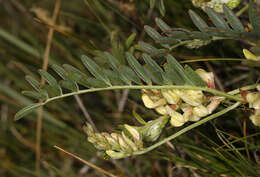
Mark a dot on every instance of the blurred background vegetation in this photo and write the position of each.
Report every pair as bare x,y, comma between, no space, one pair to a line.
228,146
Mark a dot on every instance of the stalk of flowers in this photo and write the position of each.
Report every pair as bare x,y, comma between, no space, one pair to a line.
253,99
183,105
120,145
217,5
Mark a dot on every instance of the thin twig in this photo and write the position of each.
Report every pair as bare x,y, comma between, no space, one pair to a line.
22,139
85,112
123,100
44,67
86,162
218,82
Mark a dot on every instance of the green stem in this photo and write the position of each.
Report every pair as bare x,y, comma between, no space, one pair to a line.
186,129
248,87
206,89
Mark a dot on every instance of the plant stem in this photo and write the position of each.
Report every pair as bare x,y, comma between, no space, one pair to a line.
206,89
186,129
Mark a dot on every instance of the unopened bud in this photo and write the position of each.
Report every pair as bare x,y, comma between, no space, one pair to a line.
177,119
123,145
115,155
136,135
153,129
130,143
92,140
255,118
214,104
149,103
101,146
170,96
192,97
250,56
200,111
187,113
207,77
87,128
113,143
194,118
161,110
253,99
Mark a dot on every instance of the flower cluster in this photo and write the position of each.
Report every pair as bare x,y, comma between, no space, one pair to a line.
183,105
130,140
217,5
253,99
197,43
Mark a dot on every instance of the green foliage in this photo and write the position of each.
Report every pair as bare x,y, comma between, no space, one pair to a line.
204,151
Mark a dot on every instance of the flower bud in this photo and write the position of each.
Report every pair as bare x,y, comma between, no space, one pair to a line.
153,129
250,56
197,43
87,128
170,96
123,145
136,135
112,142
255,118
207,77
149,103
177,119
200,111
161,110
253,99
130,143
115,155
214,104
92,140
99,137
217,5
101,146
187,113
192,97
194,118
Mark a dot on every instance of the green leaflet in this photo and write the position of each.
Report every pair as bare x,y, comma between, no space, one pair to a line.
161,7
138,118
130,40
70,85
162,25
113,76
194,77
91,82
34,83
127,74
53,87
152,32
112,60
51,80
138,68
61,72
179,70
253,18
95,70
152,3
218,21
233,20
35,95
197,20
116,66
154,69
171,76
26,110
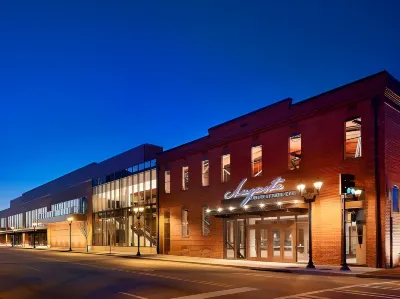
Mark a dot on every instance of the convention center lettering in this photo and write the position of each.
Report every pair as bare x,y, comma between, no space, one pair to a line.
259,192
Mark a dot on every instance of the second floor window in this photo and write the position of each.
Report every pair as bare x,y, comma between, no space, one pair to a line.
185,224
185,177
256,160
225,168
205,172
353,138
206,222
167,181
294,151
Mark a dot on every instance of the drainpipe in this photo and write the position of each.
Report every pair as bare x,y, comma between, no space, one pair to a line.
375,107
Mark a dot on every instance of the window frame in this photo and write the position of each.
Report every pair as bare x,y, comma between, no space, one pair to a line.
345,157
185,179
223,180
185,232
203,173
167,183
253,161
204,215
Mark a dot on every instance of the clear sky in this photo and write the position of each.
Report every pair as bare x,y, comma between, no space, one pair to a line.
81,81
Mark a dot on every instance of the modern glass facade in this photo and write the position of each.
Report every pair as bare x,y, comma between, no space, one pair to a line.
114,196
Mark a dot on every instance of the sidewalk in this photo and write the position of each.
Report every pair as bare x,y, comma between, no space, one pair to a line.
361,272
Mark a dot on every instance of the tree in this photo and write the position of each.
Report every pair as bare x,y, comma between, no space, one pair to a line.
83,226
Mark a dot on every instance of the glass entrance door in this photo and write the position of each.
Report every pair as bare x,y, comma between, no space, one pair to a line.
272,242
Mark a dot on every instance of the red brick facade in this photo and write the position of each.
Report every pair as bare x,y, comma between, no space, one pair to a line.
320,120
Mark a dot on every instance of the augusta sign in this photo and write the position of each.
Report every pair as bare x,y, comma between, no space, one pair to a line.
259,192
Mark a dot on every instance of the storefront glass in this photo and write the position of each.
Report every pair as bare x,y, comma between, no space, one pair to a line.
114,221
278,239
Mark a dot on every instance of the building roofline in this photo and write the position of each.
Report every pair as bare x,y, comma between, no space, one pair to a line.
288,100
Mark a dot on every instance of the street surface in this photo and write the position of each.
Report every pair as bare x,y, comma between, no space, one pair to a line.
56,275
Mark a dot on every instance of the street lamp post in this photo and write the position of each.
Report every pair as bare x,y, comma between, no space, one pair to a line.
34,224
138,211
309,197
70,232
354,194
12,241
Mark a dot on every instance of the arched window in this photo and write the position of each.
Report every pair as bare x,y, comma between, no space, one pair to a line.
395,198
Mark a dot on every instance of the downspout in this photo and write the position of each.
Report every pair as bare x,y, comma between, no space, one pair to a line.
375,107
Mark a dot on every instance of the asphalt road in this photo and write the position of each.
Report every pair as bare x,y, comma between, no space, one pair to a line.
56,275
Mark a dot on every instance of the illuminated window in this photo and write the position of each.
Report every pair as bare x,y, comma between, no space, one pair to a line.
353,138
256,160
225,168
205,172
205,228
395,199
167,181
294,151
185,177
185,224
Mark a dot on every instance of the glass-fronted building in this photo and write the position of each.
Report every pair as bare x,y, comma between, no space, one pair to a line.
114,196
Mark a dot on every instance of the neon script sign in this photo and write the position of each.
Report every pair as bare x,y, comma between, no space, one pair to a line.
259,192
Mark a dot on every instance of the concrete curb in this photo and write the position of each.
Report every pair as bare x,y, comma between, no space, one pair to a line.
277,270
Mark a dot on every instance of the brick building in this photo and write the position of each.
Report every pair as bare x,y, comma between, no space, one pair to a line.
233,193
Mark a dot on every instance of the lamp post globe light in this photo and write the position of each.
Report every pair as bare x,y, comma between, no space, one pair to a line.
34,224
309,196
139,212
70,232
12,240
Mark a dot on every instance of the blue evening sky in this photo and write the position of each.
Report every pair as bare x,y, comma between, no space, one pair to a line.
81,81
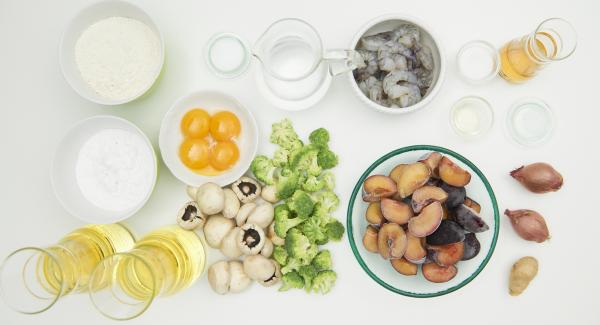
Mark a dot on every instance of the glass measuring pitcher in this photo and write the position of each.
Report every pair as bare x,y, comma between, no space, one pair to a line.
295,70
163,262
554,39
33,279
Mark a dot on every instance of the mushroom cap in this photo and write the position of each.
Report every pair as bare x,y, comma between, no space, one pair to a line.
219,277
247,189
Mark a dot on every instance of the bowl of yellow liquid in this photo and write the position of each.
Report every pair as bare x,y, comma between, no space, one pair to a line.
208,136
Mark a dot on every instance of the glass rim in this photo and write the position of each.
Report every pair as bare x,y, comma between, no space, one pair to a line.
357,189
315,64
147,303
56,296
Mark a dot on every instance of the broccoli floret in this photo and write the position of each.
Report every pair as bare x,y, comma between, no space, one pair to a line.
324,281
322,261
327,200
299,247
285,220
312,229
291,280
301,203
335,230
280,255
283,134
319,137
263,169
308,273
327,159
287,182
327,180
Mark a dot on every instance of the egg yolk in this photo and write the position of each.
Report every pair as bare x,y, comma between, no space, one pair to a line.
224,154
195,123
194,153
224,126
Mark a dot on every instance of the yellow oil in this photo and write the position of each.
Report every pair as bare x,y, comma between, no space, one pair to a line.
520,62
164,261
77,254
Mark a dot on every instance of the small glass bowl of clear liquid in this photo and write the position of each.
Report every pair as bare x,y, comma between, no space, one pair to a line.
471,117
530,122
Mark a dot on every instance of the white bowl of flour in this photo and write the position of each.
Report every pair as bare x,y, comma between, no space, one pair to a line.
111,52
104,170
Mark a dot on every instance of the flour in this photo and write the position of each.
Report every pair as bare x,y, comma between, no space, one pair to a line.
118,57
115,169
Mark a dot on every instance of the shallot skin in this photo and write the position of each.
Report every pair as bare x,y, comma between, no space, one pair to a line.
528,224
538,177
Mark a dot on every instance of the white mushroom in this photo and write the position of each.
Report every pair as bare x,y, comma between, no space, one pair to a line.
189,216
238,279
244,212
259,268
219,277
269,194
232,204
267,250
229,246
210,198
251,239
191,191
273,236
262,215
216,228
246,189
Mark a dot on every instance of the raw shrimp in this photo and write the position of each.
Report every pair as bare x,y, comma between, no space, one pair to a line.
425,57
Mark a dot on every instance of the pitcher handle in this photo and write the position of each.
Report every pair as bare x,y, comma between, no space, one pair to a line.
340,60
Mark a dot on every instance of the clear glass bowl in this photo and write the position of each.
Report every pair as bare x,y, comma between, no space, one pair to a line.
380,270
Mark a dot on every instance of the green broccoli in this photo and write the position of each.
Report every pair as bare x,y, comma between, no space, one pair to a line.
283,134
327,159
285,220
322,261
287,182
319,137
301,203
280,255
299,246
312,229
291,280
308,273
324,281
263,169
327,200
335,230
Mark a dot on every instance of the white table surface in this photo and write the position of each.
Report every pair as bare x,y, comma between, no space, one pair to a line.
37,106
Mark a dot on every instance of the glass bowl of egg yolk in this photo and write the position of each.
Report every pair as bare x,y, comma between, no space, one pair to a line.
212,142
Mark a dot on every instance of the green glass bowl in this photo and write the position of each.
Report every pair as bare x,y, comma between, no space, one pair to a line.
380,270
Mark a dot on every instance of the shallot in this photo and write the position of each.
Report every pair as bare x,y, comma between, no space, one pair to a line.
529,224
538,177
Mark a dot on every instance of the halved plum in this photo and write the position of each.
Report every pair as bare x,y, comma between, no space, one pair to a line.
373,214
446,255
377,186
452,174
427,221
415,252
438,274
413,176
425,195
370,239
396,211
404,267
391,241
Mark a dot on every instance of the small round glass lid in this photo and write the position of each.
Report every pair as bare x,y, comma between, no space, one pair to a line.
530,122
478,62
471,117
227,55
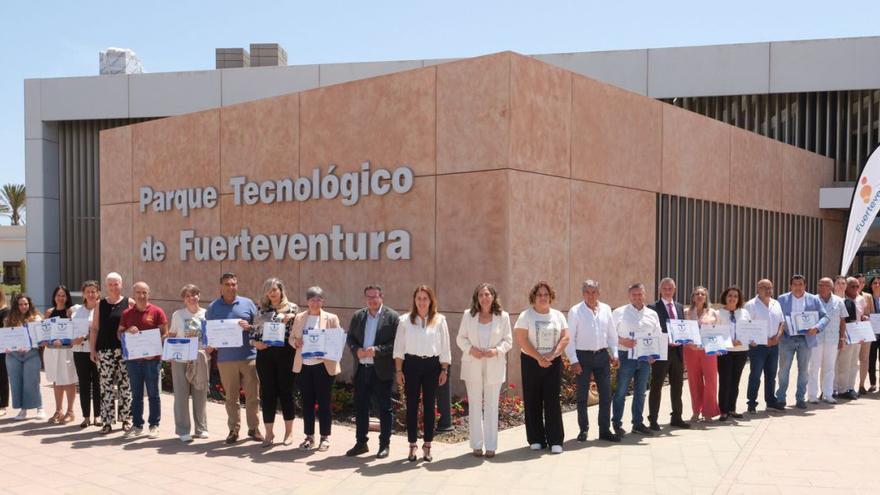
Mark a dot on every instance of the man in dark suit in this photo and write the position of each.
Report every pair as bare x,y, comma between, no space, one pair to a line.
371,340
667,309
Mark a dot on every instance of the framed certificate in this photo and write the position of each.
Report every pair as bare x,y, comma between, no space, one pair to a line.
223,334
273,333
875,322
859,331
751,332
314,343
15,339
716,339
800,322
141,345
180,349
683,332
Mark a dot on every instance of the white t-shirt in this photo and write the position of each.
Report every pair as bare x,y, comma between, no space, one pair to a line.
553,321
80,311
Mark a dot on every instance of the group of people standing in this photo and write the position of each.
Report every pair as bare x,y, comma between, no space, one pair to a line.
413,351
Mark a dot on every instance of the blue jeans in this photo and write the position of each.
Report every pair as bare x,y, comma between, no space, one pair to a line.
144,372
24,376
630,369
763,360
788,348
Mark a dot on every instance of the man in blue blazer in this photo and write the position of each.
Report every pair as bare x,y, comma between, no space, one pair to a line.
798,300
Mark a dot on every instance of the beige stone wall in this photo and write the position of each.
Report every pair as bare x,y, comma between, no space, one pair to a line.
524,171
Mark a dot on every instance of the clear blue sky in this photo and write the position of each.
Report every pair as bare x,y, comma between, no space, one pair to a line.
62,38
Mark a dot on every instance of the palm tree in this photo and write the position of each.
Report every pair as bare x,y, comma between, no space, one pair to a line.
12,199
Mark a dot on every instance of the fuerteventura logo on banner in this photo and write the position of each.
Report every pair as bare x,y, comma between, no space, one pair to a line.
863,210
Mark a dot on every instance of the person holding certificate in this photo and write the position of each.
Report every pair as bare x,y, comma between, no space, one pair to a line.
143,316
824,355
805,319
316,374
731,364
421,359
106,352
763,359
237,365
484,338
370,338
275,357
23,367
702,367
58,360
187,322
630,322
591,350
81,316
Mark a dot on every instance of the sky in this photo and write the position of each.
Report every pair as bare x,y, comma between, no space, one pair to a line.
63,38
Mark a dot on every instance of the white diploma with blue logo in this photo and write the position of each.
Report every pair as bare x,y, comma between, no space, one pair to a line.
683,332
716,339
144,344
180,349
800,322
223,334
15,339
751,332
62,329
875,322
859,331
273,333
314,343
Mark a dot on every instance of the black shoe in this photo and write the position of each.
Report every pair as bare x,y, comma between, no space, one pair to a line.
358,449
640,428
232,437
384,450
609,437
680,423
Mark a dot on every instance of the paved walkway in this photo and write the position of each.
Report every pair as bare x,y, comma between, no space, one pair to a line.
823,450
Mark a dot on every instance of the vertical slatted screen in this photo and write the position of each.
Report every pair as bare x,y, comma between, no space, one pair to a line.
715,245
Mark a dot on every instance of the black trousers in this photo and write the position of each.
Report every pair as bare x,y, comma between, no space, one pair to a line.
421,376
730,368
597,364
89,384
314,386
368,386
274,367
872,362
541,388
674,369
4,382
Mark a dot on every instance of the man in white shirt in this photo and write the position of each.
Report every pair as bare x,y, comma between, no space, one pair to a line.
824,356
764,359
591,350
634,318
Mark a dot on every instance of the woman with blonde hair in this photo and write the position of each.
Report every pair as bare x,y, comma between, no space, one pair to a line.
702,368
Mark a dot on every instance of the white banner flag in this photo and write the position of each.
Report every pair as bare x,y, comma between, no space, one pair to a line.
865,203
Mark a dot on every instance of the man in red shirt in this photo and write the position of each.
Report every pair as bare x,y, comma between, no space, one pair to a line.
143,316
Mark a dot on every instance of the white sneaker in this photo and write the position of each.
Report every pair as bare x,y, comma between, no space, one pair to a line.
133,433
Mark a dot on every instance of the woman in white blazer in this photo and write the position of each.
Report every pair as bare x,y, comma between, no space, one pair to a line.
484,338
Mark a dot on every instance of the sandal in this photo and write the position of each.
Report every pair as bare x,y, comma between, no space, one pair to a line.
308,444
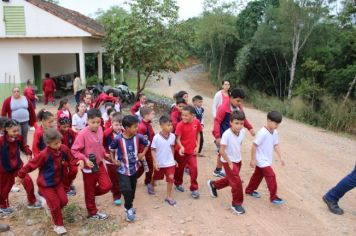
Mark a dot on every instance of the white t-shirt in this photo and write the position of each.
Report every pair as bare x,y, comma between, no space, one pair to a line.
265,142
78,122
163,147
232,143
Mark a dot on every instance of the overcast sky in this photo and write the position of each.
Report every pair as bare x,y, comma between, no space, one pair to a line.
187,8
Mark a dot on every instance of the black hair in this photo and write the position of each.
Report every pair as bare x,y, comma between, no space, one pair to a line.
129,120
117,117
94,113
197,98
110,110
180,100
64,121
237,115
51,135
181,94
190,109
224,80
62,103
43,114
3,121
145,111
237,93
274,116
109,104
164,119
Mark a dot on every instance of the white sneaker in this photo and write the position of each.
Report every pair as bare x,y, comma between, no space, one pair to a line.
15,189
59,230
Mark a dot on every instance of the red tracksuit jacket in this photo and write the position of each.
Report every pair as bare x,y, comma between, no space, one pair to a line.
135,108
68,138
222,120
145,128
6,110
48,85
51,164
10,159
38,143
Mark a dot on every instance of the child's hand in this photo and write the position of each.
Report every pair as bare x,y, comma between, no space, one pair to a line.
253,163
181,151
89,163
141,156
283,163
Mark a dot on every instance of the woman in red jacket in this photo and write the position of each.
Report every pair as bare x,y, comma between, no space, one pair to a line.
48,87
19,108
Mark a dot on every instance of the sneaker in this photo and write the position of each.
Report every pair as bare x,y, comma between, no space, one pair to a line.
212,189
238,209
15,189
219,173
179,188
36,205
150,190
333,206
117,202
6,211
254,194
277,201
130,215
195,194
59,230
99,216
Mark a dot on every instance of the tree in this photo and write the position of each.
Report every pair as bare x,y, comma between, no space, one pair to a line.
148,38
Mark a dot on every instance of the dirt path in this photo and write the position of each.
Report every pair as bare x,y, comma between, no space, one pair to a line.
316,160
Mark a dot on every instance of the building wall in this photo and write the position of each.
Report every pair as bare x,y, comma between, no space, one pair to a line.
40,23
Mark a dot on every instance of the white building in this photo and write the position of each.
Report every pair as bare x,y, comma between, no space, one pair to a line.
38,37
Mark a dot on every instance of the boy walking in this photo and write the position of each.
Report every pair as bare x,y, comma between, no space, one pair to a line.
230,150
127,158
88,148
199,114
261,158
188,138
162,149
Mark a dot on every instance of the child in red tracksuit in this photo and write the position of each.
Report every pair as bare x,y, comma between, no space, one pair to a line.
68,138
142,100
46,119
51,162
109,135
11,144
48,87
177,112
230,151
188,139
265,143
145,128
64,111
222,122
88,148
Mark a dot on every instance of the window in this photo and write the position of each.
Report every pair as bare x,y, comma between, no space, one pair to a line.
14,17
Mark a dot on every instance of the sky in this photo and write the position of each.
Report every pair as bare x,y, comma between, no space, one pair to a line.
187,8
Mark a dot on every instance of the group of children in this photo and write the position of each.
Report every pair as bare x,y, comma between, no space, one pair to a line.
113,151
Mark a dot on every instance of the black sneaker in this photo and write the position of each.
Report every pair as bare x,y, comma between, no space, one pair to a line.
212,189
238,209
333,206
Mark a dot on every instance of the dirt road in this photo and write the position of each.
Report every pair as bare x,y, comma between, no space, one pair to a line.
315,161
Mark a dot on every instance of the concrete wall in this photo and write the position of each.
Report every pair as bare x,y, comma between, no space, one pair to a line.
40,23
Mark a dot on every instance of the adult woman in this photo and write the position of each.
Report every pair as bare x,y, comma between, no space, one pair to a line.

════

Pull together all lines from the data that mention the word "stem".

• Response:
Mark a dot on every instance of the green stem in this photo and write the position of each.
Mark a dot on every instance of the plant stem in this photo and write the position of each.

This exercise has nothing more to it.